WHAT YOU SHOULD DO
Retype each record below word for word, pictures excluded.

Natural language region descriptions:
────────────────────

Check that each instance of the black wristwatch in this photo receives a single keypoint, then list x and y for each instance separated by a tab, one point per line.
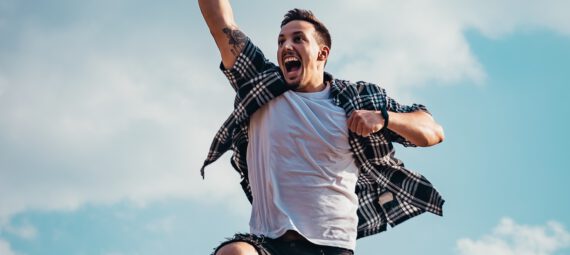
385	116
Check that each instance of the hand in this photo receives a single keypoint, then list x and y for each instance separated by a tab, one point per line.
365	122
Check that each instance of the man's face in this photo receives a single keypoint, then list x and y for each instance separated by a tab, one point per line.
298	55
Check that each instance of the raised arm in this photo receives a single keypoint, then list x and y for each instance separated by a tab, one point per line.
219	17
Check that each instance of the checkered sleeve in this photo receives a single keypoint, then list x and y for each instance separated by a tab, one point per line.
393	106
249	63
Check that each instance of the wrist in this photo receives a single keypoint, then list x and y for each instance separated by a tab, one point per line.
386	117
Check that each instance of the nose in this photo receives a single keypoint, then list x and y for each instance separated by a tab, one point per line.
287	45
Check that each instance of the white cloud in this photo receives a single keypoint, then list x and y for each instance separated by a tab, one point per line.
25	230
5	248
510	238
99	104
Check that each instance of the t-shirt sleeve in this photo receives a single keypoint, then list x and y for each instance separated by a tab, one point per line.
393	106
249	63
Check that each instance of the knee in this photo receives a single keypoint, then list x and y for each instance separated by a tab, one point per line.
237	248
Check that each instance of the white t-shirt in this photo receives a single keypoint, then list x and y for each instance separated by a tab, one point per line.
301	170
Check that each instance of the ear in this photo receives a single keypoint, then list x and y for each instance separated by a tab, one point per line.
323	53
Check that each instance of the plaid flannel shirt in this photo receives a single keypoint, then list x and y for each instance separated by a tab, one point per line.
387	192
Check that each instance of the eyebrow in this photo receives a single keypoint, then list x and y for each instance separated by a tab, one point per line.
294	33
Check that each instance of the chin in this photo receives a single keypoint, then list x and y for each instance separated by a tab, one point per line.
292	85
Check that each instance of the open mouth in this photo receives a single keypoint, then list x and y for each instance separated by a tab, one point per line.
292	64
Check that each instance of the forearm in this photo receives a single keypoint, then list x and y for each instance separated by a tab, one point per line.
219	17
417	127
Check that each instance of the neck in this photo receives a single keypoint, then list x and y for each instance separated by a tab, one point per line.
315	85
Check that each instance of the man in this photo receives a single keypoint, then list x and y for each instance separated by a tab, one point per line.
315	153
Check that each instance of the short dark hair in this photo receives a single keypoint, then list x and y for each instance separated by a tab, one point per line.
323	37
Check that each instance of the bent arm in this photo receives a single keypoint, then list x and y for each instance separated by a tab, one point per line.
417	127
219	17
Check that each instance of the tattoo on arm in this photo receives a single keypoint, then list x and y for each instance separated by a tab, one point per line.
236	39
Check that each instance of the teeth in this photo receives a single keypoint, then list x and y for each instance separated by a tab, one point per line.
289	59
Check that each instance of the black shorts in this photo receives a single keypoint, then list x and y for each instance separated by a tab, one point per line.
269	246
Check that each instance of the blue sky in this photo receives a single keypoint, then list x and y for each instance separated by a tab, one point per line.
107	109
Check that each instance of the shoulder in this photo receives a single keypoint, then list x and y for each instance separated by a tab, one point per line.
358	88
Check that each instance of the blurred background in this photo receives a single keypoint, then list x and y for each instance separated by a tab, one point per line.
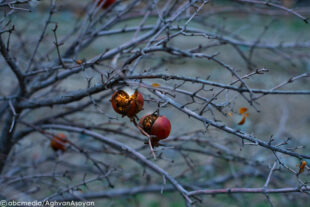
217	159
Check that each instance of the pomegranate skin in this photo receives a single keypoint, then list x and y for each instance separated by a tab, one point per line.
59	142
158	126
136	105
120	102
106	4
161	127
127	105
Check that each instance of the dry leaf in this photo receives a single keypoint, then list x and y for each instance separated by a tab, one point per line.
302	167
155	85
242	120
79	62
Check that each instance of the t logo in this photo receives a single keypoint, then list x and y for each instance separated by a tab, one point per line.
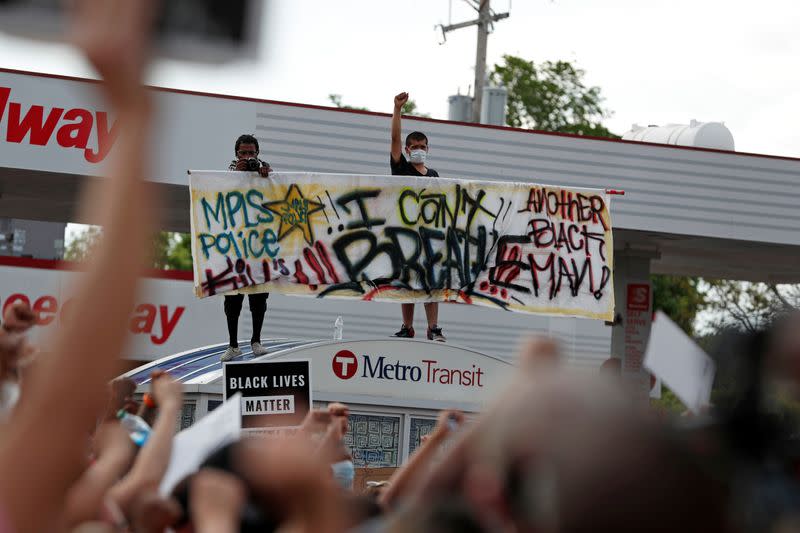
344	364
638	297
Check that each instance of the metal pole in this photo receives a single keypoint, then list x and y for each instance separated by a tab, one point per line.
480	59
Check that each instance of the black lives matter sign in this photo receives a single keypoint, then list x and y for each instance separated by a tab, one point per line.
274	394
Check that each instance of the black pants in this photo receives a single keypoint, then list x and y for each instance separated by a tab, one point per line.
233	307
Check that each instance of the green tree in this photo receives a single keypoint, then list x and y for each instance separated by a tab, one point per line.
410	108
749	306
550	96
680	298
79	248
171	251
179	256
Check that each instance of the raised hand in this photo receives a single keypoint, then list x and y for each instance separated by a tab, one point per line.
115	36
400	100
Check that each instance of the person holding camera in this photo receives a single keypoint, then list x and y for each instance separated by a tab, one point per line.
246	150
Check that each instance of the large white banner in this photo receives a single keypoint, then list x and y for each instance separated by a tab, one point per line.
515	246
166	319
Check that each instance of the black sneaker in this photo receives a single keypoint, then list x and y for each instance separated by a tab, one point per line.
435	334
405	332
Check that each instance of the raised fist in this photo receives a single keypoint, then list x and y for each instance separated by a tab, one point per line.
400	100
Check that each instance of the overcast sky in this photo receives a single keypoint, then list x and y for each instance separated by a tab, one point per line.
656	61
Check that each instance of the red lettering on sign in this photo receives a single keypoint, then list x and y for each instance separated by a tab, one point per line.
72	128
638	297
45	309
344	364
157	322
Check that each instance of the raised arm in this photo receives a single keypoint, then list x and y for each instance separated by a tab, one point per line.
153	459
397	141
115	452
46	443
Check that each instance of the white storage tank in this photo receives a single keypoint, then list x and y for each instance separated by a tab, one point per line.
460	108
493	105
698	134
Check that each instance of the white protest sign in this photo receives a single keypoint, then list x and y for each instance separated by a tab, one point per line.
193	445
680	363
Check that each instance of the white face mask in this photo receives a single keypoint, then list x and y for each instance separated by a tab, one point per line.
417	156
9	395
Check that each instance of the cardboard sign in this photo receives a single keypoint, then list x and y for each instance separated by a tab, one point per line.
675	358
273	393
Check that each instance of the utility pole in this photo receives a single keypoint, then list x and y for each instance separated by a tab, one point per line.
483	22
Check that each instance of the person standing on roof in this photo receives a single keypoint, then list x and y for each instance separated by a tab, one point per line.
246	150
417	150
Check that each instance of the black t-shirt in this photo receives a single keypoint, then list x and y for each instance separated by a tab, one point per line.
404	168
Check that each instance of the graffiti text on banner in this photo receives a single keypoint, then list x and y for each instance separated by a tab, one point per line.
515	246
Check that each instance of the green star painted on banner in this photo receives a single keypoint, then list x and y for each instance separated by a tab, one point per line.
294	212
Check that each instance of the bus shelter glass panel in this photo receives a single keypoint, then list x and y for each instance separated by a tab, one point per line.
418	428
374	440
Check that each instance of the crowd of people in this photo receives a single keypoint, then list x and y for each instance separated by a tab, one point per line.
556	452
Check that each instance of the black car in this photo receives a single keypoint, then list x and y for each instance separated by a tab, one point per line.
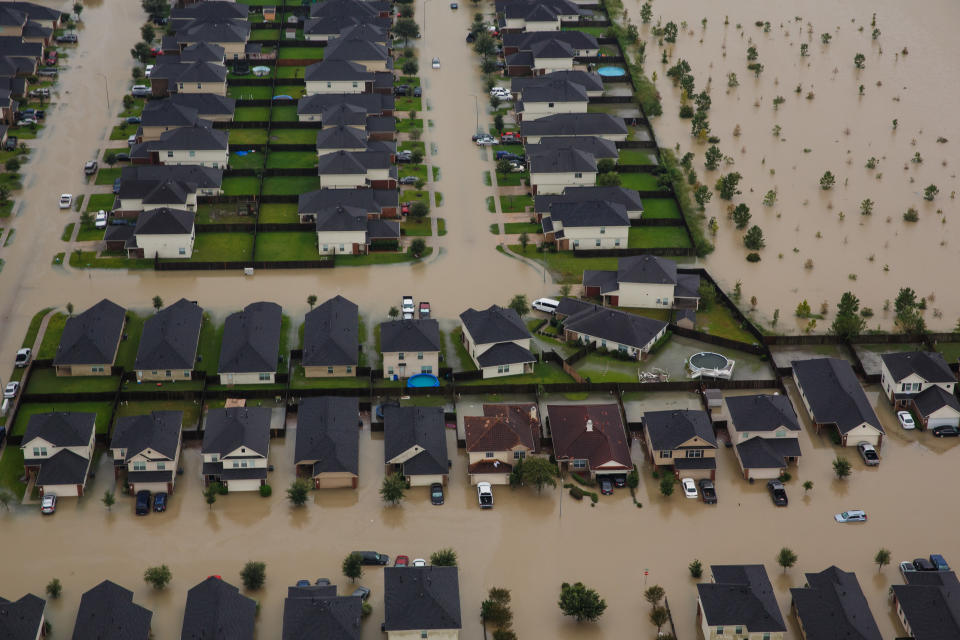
143	503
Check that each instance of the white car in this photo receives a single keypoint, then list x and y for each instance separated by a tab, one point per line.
906	420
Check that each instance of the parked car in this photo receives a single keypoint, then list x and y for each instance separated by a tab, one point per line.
869	454
142	507
372	557
436	493
777	493
708	491
48	504
853	515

────────────────────

SOLUTION TO THE EXERCISE
Check that each instance of the black wristwatch in this photo receives a single keypoint, then list x and y for each instance separated by a tab, one point per line.
385	116
Check that each instance of the hand in this photo receives a single keypoint, then list x and y for each instance separated by a tab, one point per line.
365	122
Check that each instance of the man's face in this photo receives a single keypoint, then list x and y for each instance separated by a tab, one point per line.
298	55
Check that each instance of the raised arm in this photo receives a single keypoint, then list x and y for each instance separated by a tab, one point per line.
219	17
Check that each instance of the checkered sleeve in this photo receives a single keypoint, then list x and y for each instance separated by a tab, one point per line.
393	106
249	63
Check that each instance of the wrist in this photo receives a single keypoint, then list x and y for each instance separated by a tab, one point per line.
386	117
Check that each instance of the nose in this photo receives a single keypoint, then list x and y for each instance separated by a tab, one point per line.
287	45
Check that each instance of the white cloud in this photo receives a single keypoint, then list x and y for each instance separated by a tab, one point per line.
25	230
5	248
510	238
99	104
Check that each instance of the t-shirt sleeve in this photo receives a single keypoint, then list x and y for each instance separated by a tab, one point per line.
393	106
249	63
Check that each instance of the knee in this photo receives a single keypoint, then list x and y for each instance separated by a tab, one point per line.
237	248
Check that each instance of the white t-shirt in this photo receives a single keypoint, then list x and y for each instance separated by a tab, one point per line.
301	170
Check that each instance of the ear in this photo receives a single keypoint, then list x and y for each instance separated by a tab, one point per line.
323	53
Check that each instance of the plaid flannel shirt in this photo receives a single keypoint, then list x and y for each instance separated by a tab, one point per line.
387	192
Check that each instance of the eyebrow in this photo receives a single keypoint, then list x and y for each instance separated by a tab, one point per line.
294	33
Check that each instance of the chin in this photo receives a single keypoint, then list x and y for each instance separated by a tab, one point per line.
292	85
Check that each instance of the open mouth in this photo receives a single keypoint, then list x and y for each instance separated by a tab, one point per line.
292	64
Check that each instance of the forearm in this photo receives a single keypoint, then list x and y for each instance separated by a tab, one point per line.
219	17
417	127
Check that each instance of the neck in this photo receives a single keypoint, then list x and y for each instance separated by a tab, one point per line.
315	85
Check that each instance of the man in this photo receives a single keypoint, then list x and y for each instance separated by a tab, one point per line.
315	153
Check that each instance of the short dark hair in this photo receives a single keypoint, then list x and y for each instance separated by a tab, one point per line.
323	37
Check that each instance of the bent arm in this photo receives a single keypoint, then list x and y for each instance separated by a tab, one point per line.
417	127
219	17
Check that each instance of the tattoo on arm in this photo receives a single keypoint, then list x and y for each instance separated by a tab, one point per line.
236	39
Check that each instance of the teeth in this photo receives a single keypoint, then list x and y for each instance separated by a tab, one point per line.
289	59
Check that each instance of the black shorts in this photo receives a single keypoint, then list x and y for each instance separated by a tab, one point per line.
269	246
Check that each instance of the blue sky in this photo receives a single keypoint, then list x and y for each instance separated by a tab, one point per line.
107	109
Check that each instance of the shoulder in this photo receives a single keypoint, then list x and y for each instance separated by a tab, one point per line.
358	88
Check that each instance of the blurred background in this photo receives a single keypoint, then list x and y for each instance separated by a tab, one point per line.
217	159
Check that each instance of the pomegranate skin in this photo receives a single keypoint, then list x and y for each instance separated by a tab, one point per line.
59	142
158	126
136	105
120	102
106	4
161	127
127	105
Check that each instance of the dry leaf in this photo receives a single keypoint, then list x and y for each instance separated by a tab, one point per line.
302	167
155	85
242	120
79	62
Check that each instance of the t logo in this photo receives a single keypoint, then list x and y for each instance separated by a tab, one point per line.
344	364
638	297
Check that each instance of the metal pole in this photo receives a single keypoint, then list x and y for each instance separated by a tab, one point per line.
480	59
Check that each instance of the black lives matter sign in this photo receives a single keypoint, then list x and y for each instance separated by a tab, one point per line.
274	394
Check that each instance of the black pants in this photo receives a single keypoint, then list x and y for each instance separated by a tab, one point per line.
233	307
Check that each instance of the green tree in this photo receives a single keypoint, then list x and y for each instance separated by a tab, one point per line.
410	108
749	306
550	96
680	298
79	248
171	251
179	256
Check that each instance of the raised hand in this photo receives a single keypoint, then list x and y for each instance separated by a tab, one point per line.
115	36
400	100
Check that each instance of the person holding camera in this photo receives a single keypoint, then list x and y for each instance separated by a tab, one point per line.
246	150
Check that each instance of the large white banner in this photo receives a single keypoint, then list x and y for each instance separated by a tab, one point per line.
515	246
166	319
Check that each instance of the black sneaker in this photo receives a single keypoint, then list x and y for each instance separated by a tab, one point per line.
435	334
405	332
Check that each instance of the raised fist in this photo receives a single keypoint, then list x and y for each instance separated by a tab, one point per line.
400	100
Check that each instance of the overcast sky in this photo receives a single keypoint, then list x and y for each instance separated by a tab, one point per line.
656	61
Check that each instance of the red lettering on sign in this photo receives a single keypoint, then list x and y for each instance separated by a tab, one point per line.
72	128
638	297
45	309
344	364
157	322
Check that each instance of the raised arm in this photo receives a single keypoint, then list x and y for each instance separated by a tab, one point per line.
153	459
397	141
115	452
46	443
Check that each instance of the white storage tank in this photo receives a single keypoint, then list x and y for each instance separated by a tab, one point per line.
460	108
493	105
698	134
Check that each instance of the white protest sign in this photo receives a single keypoint, then list x and y for each instance separated by a tab, one point per line.
193	445
680	363
Check that each instance of the white face mask in this photo receives a single keypoint, then list x and y for each instance separated by a tab, one point per line.
417	156
9	395
Check that each instance of the cardboard sign in this photo receives a single keypoint, then list x and y for each instance separated by a tab, one point per line.
675	358
273	393
Check that each instance of the utility pole in this photo receives a single keypoint, then list x and y for each instance separated by a tab, one point per line.
483	22
Check that each instance of the person standing on roof in this photo receives a single keypoint, then list x and y for each instance separated by a tab, one point per line.
246	150
417	150
Check that each instance of the black t-shirt in this photo receives a single keypoint, then list x and y for each instance separated by a tab, one point per line.
404	168
Check that each instance of the graffiti text on banner in this photo receives a single keypoint, then list x and y for each instance separated by a tab, one point per line.
515	246
Check that each instance of the green star painted on banner in this photo receives a single keypoint, then list x and y for each instance separated by a tab, one point per line.
294	212
Check that each instance of the bus shelter glass panel in this photo receives a single keypoint, then list x and y for each instance separated by a tab, one point per line.
418	428
374	440
Check that each instance of the crowd of people in this photo receives a single keypoint, then list x and y for each instance separated by a tab, one point per line.
556	452
Check that each instance of the black car in this photo receives a single keypoint, then list x and y for each instance separated by a tab, one point per line.
143	503
Check that each instance of the white car in this photo receives a single keypoint, then list x and y for each instance separated by a tab, one point per line.
906	420
Check that each instance of the parked car in this photo receives a single keypoint, then list x and y for each instance separated by a tab, one point per line.
869	454
142	507
372	557
436	493
777	493
708	491
48	504
853	515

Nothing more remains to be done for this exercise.